-- START OF Excerpted text --

Reader Ray Martin suggests if Mike Tomlin and not Nick Saban had been on Alabama’s sideline for that last play, Saturday, Bama might still be undefeated.

Plenty of statement lames

Suddenly, TV is presenting regular-season “designer” games.

Last month, NBC’s Cris Collinsworth told us the Cowboys were playing a “signature” game in the quest for “a signature win.”

This week on MSG, before the Rangers played at home against below-average Winnipeg, Al Trautwig, then Joe Micheletti claimed we were about to watch “a statement game.” Wow, the Rangers soon would make a “statement.”

The Rangers’ statement was a 5-2 loss, a statement that afterward, on MSG, didn’t have the same stated importance as was stated before the start of the statement game. Or maybe it was a signature loss of a signature game.

Airline supplies Gator bait

World Gone Nuts, continued: A scheduled 50-seat Delta flight was canceled at the last minute Sunday to use the plane as a charter to fly Florida’s basketball team from Gainesville to its Monday game at UConn (and on ESPN), where the Gators lost at the buzzer. UF’s plane had mechanical issues.

The Gainesville Sun reported among those bounced from the commercial flight was a person headed — unsuccessfully, it turned out — to attend a funeral. Others had to be driven to airports in Jacksonville, Orlando and Tampa.

Apparently, those other-airport options weren’t open to UF’s team.

-- END OF Excerpted text --
-- START OF Dataset content --

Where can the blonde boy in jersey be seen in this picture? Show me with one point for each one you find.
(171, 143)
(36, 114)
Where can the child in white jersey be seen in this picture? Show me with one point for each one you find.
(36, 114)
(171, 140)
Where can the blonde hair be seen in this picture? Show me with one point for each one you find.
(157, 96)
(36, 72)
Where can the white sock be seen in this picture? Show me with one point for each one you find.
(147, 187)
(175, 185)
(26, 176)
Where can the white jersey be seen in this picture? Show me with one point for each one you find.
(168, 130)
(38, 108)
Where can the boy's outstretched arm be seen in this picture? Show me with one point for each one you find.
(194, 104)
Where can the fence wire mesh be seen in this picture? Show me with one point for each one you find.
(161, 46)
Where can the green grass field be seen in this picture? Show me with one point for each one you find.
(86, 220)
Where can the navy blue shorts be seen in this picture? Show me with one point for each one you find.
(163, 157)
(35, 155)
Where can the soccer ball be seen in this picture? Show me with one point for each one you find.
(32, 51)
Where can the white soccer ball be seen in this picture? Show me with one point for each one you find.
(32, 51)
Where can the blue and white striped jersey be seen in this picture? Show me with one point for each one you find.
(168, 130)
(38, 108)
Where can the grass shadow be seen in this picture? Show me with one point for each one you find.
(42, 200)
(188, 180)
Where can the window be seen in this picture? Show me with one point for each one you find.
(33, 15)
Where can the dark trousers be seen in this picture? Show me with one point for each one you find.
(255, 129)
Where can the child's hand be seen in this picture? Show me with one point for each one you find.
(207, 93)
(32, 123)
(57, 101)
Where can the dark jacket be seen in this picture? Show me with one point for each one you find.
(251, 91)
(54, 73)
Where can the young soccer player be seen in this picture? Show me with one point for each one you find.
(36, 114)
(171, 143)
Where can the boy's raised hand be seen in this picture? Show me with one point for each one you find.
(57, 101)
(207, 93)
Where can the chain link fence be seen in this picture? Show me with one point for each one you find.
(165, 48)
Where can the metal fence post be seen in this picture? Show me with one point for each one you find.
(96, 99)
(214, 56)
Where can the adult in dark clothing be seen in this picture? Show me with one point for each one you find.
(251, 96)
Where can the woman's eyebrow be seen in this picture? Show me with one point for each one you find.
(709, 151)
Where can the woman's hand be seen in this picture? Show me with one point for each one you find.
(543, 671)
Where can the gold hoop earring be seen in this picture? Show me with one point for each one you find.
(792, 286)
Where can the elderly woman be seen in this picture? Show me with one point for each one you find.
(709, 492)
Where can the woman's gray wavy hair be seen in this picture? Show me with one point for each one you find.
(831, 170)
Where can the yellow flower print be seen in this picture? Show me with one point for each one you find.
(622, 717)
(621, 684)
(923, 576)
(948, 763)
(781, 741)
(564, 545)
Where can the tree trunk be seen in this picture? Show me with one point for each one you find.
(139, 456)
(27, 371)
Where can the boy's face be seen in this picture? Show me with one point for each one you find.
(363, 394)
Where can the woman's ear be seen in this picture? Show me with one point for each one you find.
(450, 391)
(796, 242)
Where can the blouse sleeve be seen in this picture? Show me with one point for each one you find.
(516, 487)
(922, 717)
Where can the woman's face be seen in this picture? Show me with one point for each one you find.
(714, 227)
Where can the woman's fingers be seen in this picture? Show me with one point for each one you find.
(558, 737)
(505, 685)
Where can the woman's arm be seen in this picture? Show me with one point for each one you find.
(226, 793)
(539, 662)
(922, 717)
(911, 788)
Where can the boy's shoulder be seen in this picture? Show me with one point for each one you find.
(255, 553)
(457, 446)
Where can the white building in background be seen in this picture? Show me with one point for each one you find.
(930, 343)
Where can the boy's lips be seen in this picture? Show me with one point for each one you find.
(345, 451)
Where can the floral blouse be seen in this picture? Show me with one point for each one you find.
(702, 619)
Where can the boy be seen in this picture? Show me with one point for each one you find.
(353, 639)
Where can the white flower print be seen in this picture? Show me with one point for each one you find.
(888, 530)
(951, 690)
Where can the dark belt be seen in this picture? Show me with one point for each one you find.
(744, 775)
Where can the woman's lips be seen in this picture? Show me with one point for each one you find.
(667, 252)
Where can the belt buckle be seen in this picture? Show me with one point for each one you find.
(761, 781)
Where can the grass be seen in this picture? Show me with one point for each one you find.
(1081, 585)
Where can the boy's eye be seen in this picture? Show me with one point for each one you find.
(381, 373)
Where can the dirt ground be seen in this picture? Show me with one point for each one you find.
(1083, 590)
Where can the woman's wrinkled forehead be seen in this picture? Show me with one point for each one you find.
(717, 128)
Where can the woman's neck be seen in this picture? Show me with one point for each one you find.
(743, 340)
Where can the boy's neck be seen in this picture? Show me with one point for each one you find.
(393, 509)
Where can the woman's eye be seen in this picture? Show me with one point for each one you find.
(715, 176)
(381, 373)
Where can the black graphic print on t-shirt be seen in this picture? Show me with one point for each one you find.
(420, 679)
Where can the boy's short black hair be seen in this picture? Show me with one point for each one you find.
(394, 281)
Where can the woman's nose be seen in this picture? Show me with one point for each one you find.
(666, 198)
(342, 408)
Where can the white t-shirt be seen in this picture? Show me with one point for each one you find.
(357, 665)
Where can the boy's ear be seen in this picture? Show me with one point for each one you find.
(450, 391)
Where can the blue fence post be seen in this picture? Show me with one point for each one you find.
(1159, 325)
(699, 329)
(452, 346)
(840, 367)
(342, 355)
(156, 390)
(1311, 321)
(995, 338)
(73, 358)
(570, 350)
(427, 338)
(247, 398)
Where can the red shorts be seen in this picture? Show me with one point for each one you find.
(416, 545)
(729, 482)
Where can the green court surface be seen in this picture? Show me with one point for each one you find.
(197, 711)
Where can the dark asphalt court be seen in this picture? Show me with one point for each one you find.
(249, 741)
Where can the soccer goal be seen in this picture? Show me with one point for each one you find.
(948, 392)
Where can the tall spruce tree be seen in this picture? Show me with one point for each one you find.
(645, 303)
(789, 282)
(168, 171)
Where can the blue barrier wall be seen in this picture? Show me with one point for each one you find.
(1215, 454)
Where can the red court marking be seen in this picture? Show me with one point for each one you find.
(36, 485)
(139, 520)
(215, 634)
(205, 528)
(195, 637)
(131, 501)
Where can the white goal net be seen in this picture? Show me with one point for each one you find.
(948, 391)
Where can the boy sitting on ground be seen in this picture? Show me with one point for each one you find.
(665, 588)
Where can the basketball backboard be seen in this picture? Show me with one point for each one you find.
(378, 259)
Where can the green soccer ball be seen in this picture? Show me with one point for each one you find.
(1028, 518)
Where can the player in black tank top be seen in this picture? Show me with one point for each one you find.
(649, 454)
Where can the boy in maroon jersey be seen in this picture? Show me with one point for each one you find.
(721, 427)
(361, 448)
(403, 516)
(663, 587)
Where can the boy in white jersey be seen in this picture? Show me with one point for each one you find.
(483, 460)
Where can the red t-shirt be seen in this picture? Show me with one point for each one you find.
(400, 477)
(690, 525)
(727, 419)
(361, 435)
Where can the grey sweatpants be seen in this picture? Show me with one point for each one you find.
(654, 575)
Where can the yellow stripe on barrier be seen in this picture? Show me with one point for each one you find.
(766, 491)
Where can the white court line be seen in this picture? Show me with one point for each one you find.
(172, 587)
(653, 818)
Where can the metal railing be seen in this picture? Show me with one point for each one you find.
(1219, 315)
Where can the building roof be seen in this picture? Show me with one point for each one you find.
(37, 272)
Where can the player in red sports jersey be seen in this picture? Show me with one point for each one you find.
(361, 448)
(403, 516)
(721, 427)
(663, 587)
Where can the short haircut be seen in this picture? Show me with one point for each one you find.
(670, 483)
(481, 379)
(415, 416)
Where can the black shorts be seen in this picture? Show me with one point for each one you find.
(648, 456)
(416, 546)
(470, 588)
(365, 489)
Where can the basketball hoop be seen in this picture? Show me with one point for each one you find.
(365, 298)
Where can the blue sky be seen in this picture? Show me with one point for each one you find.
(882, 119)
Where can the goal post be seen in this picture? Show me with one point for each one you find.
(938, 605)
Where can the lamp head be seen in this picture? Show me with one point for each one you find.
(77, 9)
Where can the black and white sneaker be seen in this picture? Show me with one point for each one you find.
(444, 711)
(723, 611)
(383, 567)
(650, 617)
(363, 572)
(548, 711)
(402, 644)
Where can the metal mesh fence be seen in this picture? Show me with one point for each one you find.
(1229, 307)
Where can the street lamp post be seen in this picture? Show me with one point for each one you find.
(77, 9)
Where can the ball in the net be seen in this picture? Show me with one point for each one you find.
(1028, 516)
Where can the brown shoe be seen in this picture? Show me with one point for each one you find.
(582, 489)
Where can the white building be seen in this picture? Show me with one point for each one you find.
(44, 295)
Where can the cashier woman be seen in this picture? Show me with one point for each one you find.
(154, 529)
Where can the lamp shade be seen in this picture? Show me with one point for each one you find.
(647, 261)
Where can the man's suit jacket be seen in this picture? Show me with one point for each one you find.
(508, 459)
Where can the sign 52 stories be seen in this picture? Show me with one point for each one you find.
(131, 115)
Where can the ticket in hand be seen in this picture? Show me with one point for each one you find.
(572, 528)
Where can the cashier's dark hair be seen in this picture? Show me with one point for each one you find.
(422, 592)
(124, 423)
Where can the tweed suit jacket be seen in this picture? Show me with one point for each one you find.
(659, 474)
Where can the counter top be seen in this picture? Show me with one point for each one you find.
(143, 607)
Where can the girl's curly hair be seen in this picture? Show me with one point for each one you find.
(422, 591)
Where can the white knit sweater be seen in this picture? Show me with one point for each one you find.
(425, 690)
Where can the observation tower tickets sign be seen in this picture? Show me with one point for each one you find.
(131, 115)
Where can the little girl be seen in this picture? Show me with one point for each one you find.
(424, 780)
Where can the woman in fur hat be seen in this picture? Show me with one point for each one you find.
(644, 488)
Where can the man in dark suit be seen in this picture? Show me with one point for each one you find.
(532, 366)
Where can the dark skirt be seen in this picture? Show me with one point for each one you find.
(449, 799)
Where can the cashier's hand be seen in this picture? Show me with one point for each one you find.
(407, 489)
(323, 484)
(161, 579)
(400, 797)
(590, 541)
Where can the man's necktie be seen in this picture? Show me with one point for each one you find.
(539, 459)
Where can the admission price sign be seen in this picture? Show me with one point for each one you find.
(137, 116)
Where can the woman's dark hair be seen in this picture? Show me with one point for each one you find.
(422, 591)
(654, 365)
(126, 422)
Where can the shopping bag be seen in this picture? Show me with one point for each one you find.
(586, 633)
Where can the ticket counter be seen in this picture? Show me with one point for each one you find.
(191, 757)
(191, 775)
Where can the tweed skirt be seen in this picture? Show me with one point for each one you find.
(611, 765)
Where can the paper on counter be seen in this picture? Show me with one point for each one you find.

-- END OF Dataset content --

## What is expected
In the sports excerpt, reproduce the stretch from "World Gone Nuts, continued: A" through "Orlando and Tampa.", replacing "Delta" with "United".

## Finished task
World Gone Nuts, continued: A scheduled 50-seat United flight was canceled at the last minute Sunday to use the plane as a charter to fly Florida’s basketball team from Gainesville to its Monday game at UConn (and on ESPN), where the Gators lost at the buzzer. UF’s plane had mechanical issues.

The Gainesville Sun reported among those bounced from the commercial flight was a person headed — unsuccessfully, it turned out — to attend a funeral. Others had to be driven to airports in Jacksonville, Orlando and Tampa.